_ELENCO RIPORTATO_
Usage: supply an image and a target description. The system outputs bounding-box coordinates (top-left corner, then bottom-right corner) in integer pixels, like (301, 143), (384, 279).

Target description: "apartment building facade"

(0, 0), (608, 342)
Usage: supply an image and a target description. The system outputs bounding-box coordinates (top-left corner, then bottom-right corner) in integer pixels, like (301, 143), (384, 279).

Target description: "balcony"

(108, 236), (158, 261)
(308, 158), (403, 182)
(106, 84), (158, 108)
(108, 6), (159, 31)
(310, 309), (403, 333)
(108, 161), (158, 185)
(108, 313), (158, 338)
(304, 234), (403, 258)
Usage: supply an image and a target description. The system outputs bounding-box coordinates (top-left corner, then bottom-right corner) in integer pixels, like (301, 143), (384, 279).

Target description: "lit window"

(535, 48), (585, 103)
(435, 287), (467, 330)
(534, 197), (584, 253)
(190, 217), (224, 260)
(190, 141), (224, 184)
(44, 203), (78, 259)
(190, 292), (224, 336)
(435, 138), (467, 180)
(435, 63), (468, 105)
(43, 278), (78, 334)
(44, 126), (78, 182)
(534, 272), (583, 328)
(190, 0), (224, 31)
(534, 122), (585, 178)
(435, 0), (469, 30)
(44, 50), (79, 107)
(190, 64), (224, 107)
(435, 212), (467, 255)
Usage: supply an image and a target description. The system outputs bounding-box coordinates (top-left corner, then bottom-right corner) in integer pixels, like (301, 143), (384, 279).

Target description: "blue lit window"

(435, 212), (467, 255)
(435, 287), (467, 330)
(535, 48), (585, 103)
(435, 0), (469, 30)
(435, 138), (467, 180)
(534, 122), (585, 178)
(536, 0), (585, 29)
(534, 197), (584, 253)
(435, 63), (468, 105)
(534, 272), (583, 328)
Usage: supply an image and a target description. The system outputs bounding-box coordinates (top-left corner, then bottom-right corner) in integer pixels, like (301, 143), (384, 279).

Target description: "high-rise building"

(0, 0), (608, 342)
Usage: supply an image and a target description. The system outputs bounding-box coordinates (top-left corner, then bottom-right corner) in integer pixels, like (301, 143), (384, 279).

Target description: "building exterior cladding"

_COSA SI CHIEDE_
Filtra l'elenco qui sopra e riporta ogni riga che contiene la parola "window". Le maiuscole e le minuscole contano.

_RISPOSTA AL COMPITO_
Target description: "lit window"
Target description: "blue lit window"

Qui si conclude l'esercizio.